Passage for review:
= Beginning of Section =

It has been reported that standard-dose prasugrel reduces ischemic events and increases bleeding events compared with clopidogrel [20, 21]. Thus, in western countries, prasugrel is mainly used for ACS patients at high thrombotic risk who are scheduled for PCI. Regarding low-dose prasugrel, better clinical outcomes without significant increase in bleeding events in patients undergoing PCI for both ACS and stable CAD compared with clopidogrel have been reported in previous studies [14, 15]. It is well known that the antiplatelet effect of clopidogrel is attenuated in patients with poor metabolizing phenotype of CYP2C19 [22, 23], and clopidogrel is less effective on preventing cardiovascular events after PCI in such patients compared with other phenotypes [24]. Of note, 13–23% of Asian patients are CYP2C19 poor metabolizers, which is much more frequent than other races [25, 26]. On the other hand, the effect of prasugrel is less influenced by the CYP2C19 polymorphisms, and even low-dose prasugrel reportedly achieves stronger platelet inhibition than clopidogrel in CAD patients [27–29]. Even in cases of triple antithrombotic therapy, the interindividual variability in response to clopidogrel and more consistent effect of prasugrel might affect clinical outcomes. In the present study, ischemic events (myocardial infarction and ischemic stroke) were reduced without increase in bleeding events in patients prescribed low-dose prasugrel and DOAC, although further study is warranted to address the reason why blood transfusion was reduced in this subgroup compared with other 3 subgroups. In terms of gastrointestinal bleeding, the incidence was quite low, and no significant difference was observed among the 4 subgroups. In this study population, PPI was administered in around 80–85% of patients. This high frequency of PPI administration might be associated with the reduced incidence of gastrointestinal bleeding.
In the clopidogrel/VKA group, there was a higher incidence of ischemic stroke compared with other 3 groups. In general, considering high bleeding risk, patients with VKA and antiplatelet agents more frequently have poor anticoagulation control compared with DOAC, and such poor control of VKA is associated with more adverse events, including ischemic stroke [30]. It might be one of the mechanisms of the higher incidence of ischemic stroke in the clopidogrel/VKA group, although it is unclear why the lower incidence in the prasugrel/VKA group was seen in the present study.
There were several differences in the results between AMI and non-AMI patients in the present study. In terms of mortality, the prasugrel/VKA group in non-AMI patients showed a significantly higher incidence of death compared with the clopidogrel/DOAC group. Although the mechanism of this finding is unclear, the combination of prasugrel and VKA should probably be avoided in non-AMI patients at low thrombotic risk. The incidence of myocardial infarction was decreased in the prasugrel/DOAC group in all patients and in AMI patients, but not in non-AMI patients. In AMI patients at high thrombotic risk, the forementioned strong and consistent antiplatelet inhibition with prasugrel may be useful to prevent recurrent myocardial infarction. Thus, low-dose prasugrel should probably be selected in AMI patients requiring triple therapy after PCI. A similar trend was also observed in the incidence of ischemic stroke, gastrointestinal bleeding, and blood transfusion between AMI and non-AMI patients.

= End of Section =

What to work on:
A) Please reproduce the part of the prasugrel discussion running from "In the clopidogrel/VKA group, there" to "seen in the present study.".
B) According to the prasugrel discussion, what share of Asian patients are CYP2C19 poor metabolizers?
C) Extend the prasugrel discussion, starting after its final sentence.

Entries provided:
= Beginning of Section =

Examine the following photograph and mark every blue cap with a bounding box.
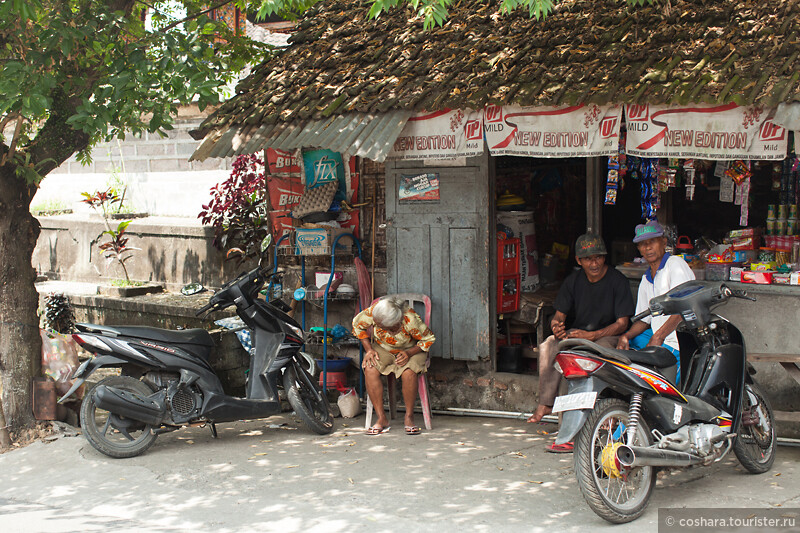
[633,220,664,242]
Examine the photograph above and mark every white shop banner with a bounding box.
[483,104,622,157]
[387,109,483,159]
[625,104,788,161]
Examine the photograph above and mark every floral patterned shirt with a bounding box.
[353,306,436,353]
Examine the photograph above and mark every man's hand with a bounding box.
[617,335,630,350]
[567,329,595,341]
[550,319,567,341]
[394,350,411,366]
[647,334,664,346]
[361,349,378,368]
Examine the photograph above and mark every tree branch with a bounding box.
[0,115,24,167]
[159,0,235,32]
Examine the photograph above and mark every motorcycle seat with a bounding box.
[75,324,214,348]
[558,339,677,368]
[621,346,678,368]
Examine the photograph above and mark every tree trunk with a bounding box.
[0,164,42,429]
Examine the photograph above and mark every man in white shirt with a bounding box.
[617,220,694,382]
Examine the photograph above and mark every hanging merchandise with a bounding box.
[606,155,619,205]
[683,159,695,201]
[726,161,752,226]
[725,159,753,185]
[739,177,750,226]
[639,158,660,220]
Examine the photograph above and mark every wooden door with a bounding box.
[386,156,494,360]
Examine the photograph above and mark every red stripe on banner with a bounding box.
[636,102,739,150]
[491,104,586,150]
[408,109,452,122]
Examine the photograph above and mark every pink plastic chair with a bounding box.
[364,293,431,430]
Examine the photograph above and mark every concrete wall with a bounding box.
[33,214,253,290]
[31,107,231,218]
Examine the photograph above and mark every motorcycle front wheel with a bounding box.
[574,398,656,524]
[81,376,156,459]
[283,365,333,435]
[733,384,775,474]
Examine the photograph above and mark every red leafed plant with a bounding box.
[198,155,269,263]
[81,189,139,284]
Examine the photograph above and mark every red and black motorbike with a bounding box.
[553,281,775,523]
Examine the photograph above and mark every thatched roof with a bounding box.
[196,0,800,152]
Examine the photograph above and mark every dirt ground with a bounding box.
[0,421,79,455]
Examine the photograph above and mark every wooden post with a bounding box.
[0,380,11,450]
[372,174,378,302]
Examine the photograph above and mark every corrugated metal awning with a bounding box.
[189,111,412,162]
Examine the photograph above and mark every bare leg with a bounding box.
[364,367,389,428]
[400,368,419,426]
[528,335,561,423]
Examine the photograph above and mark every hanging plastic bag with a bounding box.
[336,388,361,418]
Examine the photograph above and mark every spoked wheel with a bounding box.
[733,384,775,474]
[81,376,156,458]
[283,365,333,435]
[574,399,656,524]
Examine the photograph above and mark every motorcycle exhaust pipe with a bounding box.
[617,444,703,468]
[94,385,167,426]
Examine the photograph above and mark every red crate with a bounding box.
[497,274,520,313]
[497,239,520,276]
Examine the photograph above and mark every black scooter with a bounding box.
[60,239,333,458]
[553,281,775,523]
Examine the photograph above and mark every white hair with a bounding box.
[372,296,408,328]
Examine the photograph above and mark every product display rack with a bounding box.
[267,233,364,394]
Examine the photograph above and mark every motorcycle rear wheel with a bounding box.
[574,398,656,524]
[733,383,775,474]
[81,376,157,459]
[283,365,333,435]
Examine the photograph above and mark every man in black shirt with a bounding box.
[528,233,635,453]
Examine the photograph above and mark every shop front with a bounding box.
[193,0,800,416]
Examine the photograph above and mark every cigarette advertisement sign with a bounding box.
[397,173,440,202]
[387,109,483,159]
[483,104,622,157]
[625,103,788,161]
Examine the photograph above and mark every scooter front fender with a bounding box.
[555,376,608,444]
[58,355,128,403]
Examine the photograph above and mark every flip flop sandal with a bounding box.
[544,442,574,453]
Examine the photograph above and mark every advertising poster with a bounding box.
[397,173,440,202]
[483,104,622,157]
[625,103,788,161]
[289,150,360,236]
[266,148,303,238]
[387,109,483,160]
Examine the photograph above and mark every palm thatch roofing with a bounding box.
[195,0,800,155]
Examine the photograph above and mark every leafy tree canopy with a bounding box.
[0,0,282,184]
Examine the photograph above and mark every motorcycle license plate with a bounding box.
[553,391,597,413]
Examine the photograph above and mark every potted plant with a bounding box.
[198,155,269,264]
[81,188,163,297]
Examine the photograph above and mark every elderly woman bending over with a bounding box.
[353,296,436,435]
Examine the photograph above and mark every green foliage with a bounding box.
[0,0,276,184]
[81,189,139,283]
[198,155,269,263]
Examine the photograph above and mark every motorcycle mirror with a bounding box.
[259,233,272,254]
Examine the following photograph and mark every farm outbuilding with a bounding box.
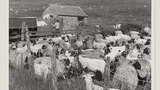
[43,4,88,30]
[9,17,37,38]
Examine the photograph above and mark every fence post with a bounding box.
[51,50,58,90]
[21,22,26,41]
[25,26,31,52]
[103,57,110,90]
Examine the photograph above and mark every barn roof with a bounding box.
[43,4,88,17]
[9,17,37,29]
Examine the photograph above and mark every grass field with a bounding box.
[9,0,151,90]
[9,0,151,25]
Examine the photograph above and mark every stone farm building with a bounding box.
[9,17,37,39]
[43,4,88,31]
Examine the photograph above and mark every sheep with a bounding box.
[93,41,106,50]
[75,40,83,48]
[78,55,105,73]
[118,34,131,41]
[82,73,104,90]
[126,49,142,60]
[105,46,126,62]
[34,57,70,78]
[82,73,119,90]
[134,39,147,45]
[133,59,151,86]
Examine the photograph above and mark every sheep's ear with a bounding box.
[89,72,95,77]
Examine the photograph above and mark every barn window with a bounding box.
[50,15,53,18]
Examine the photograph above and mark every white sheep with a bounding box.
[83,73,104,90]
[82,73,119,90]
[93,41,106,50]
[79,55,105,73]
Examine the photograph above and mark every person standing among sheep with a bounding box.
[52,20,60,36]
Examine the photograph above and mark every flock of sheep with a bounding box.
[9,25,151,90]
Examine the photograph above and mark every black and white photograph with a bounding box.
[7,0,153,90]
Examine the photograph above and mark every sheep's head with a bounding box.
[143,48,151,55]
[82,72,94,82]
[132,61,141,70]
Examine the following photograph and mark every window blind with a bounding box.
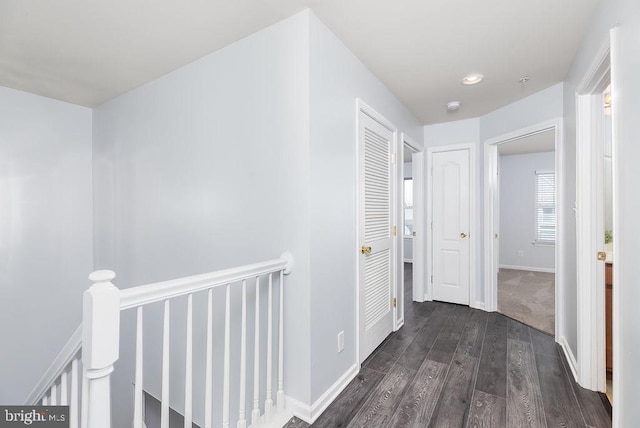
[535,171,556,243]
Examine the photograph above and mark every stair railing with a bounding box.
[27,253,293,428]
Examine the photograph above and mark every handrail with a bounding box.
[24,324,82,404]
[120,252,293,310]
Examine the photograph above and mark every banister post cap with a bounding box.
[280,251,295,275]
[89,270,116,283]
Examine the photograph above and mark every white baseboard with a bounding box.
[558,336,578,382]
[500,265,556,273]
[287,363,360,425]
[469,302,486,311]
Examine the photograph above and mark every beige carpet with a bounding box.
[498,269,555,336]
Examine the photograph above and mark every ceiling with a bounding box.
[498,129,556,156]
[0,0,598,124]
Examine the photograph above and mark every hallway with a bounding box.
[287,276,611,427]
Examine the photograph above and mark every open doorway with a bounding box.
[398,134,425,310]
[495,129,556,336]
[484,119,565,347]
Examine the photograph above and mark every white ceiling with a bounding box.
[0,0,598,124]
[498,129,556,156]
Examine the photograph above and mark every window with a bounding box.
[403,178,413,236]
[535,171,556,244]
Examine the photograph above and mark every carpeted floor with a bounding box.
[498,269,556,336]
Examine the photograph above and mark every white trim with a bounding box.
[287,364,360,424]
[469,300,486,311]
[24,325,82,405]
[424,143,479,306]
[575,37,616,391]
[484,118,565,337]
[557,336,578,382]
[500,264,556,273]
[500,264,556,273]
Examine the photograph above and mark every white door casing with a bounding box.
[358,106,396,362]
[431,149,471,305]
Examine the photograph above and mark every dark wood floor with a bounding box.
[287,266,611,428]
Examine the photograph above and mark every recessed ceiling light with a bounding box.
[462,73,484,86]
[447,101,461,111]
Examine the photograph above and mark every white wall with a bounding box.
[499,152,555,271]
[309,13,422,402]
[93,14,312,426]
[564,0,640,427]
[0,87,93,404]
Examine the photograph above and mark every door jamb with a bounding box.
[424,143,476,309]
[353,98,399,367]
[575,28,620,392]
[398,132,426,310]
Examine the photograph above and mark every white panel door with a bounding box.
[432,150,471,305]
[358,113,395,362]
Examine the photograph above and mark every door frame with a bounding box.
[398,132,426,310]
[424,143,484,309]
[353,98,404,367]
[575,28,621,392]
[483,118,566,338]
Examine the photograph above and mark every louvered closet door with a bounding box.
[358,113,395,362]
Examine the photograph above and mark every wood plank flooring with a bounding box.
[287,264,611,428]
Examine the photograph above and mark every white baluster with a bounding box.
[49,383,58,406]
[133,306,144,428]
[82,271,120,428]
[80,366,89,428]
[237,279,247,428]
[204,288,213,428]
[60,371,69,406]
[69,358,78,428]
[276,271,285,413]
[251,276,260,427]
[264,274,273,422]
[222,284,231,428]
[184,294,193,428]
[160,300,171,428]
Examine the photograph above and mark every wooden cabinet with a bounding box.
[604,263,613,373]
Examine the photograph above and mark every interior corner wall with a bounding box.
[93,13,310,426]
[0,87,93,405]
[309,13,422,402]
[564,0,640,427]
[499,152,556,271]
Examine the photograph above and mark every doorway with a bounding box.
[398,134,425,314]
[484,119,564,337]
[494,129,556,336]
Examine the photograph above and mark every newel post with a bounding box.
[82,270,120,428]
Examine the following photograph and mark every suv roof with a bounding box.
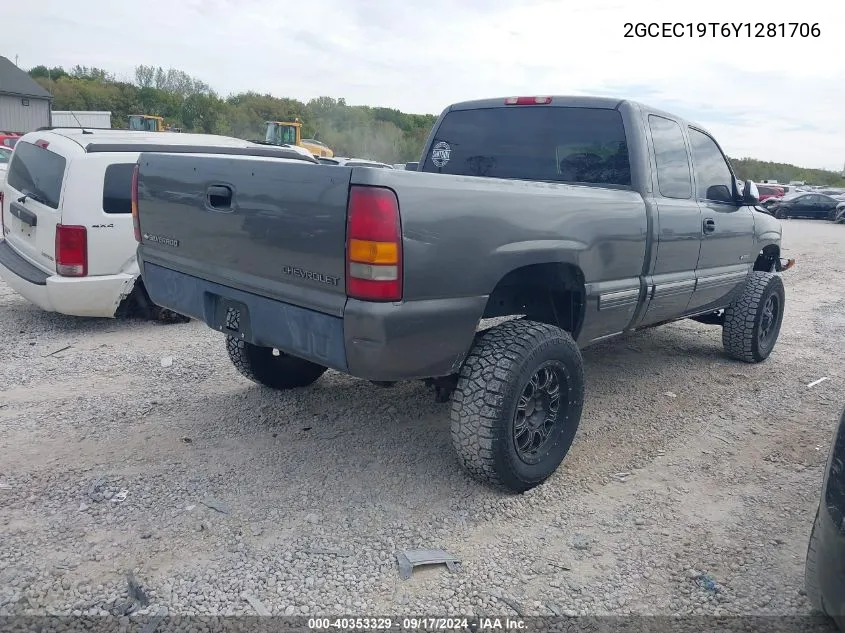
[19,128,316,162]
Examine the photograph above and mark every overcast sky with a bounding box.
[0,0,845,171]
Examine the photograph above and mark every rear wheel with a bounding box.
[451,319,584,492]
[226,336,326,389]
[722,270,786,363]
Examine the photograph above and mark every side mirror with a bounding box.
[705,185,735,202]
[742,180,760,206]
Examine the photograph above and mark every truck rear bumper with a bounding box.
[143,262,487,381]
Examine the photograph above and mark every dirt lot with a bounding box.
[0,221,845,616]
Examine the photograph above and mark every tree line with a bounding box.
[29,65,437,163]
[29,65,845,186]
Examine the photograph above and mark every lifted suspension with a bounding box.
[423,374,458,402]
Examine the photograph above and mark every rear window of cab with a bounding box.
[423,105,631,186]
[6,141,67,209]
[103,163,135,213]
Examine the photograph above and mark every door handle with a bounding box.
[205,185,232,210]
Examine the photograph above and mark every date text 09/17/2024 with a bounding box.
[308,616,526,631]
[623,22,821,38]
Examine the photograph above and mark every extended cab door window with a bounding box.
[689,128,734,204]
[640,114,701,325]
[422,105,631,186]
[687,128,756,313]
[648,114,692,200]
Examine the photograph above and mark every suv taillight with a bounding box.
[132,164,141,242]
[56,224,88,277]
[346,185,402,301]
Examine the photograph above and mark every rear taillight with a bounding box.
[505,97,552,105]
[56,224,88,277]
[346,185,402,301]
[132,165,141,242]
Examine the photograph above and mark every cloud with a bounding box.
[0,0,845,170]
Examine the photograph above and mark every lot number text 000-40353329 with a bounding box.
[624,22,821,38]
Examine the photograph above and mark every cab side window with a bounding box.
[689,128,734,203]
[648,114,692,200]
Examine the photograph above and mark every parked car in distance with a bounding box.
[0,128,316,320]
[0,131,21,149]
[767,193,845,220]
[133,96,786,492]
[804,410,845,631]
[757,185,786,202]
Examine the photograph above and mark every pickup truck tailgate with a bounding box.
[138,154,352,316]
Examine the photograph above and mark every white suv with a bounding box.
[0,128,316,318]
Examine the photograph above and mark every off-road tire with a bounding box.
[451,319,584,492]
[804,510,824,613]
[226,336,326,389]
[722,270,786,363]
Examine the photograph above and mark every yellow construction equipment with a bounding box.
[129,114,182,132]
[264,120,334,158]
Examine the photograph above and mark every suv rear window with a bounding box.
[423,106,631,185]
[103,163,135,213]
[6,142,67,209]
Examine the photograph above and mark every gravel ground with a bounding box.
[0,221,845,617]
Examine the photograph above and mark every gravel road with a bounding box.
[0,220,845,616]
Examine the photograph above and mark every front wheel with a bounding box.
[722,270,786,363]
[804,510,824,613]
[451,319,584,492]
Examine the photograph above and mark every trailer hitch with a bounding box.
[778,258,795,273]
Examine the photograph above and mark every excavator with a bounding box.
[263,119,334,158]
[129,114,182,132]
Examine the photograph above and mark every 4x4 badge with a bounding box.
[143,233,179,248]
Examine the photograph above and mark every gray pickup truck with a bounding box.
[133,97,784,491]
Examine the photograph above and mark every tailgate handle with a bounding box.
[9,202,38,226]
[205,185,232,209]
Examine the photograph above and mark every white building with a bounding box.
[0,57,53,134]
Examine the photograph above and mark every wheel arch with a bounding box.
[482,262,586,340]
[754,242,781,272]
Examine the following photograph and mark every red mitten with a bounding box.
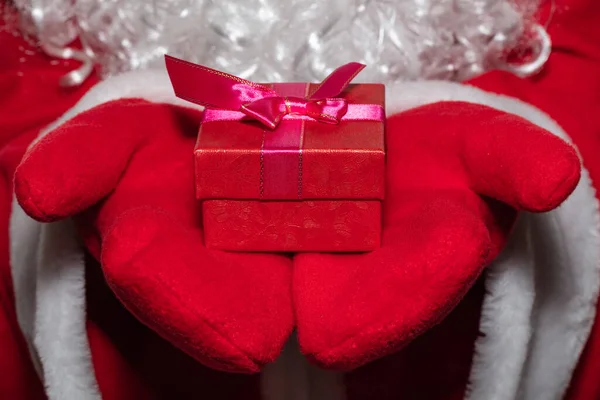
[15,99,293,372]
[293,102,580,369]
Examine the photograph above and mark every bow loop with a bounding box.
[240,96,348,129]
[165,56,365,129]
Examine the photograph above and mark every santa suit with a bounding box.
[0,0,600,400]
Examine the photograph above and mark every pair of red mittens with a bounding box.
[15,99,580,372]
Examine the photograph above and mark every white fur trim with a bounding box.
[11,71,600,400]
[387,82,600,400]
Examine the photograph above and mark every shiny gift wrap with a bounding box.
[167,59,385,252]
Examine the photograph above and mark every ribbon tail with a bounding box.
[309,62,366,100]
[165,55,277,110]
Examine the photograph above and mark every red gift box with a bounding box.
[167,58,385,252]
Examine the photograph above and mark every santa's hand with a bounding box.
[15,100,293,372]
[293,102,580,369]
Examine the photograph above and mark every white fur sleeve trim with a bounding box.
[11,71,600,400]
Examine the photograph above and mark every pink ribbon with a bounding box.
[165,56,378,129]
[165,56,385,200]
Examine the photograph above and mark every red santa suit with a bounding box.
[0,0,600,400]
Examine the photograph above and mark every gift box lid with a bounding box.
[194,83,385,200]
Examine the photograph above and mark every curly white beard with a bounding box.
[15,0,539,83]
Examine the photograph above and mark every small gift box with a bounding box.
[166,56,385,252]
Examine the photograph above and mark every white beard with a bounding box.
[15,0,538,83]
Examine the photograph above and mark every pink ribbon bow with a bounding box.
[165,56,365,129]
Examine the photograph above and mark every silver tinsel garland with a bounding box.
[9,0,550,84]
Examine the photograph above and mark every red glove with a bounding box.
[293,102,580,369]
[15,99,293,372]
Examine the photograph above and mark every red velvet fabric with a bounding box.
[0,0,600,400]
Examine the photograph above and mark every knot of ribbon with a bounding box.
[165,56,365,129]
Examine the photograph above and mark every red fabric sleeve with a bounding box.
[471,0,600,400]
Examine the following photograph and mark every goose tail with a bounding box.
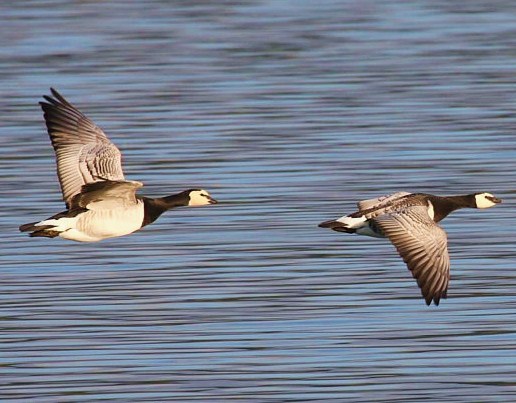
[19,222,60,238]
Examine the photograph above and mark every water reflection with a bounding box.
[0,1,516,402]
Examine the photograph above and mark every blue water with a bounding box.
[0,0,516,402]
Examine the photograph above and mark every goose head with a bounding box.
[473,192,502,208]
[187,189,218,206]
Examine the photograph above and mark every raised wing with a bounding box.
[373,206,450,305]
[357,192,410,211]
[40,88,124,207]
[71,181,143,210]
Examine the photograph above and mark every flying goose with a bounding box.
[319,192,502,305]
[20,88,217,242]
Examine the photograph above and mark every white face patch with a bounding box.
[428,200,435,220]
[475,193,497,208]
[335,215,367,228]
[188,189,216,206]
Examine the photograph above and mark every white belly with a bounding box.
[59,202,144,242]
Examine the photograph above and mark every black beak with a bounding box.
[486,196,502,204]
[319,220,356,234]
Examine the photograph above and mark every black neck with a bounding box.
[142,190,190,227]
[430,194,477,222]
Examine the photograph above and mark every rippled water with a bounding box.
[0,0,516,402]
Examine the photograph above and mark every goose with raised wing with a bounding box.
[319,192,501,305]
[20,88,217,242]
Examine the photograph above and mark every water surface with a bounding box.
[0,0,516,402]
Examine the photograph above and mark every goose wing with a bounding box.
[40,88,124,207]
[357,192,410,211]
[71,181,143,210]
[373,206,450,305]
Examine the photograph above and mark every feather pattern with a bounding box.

= End of Section =

Answer list:
A)
In the clopidogrel/VKA group, there was a higher incidence of ischemic stroke compared with other 3 groups. In general, considering high bleeding risk, patients with VKA and antiplatelet agents more frequently have poor anticoagulation control compared with DOAC, and such poor control of VKA is associated with more adverse events, including ischemic stroke [30]. It might be one of the mechanisms of the higher incidence of ischemic stroke in the clopidogrel/VKA group, although it is unclear why the lower incidence in the prasugrel/VKA group was seen in the present study.

B) 13–23% of Asian patients are CYP2C19 poor metabolizers.

C)
In the present study, the frequency of patients receiving VKA as part of triple therapy was relatively high (44%). Previously, the ANAFIE registry, with more than 30,000 Japanese patients, reported that 28% of AF patients on anticoagulant therapy received VKA [31]. The present study included every patient on anticoagulant therapy. Therefore, some patients with specific conditions requiring VKA (e.g. mechanical valve, some types of thrombosis like left ventricular thrombosis, autoimmune disease, such as antiphospholipid syndrome) must have been included. This might be able to explain the high prevalence of VKA, although the database used in the present study did not have the information about actual indication for VKA or DOAC. Of note, VKA was consistently associated with a significantly higher rate of blood transfusion regardless of the type of P2Y12 inhibitor. Early switch from triple to dual antithrombotic therapy, i.e. early cessation of aspirin, should be considered in patients requiring VKA.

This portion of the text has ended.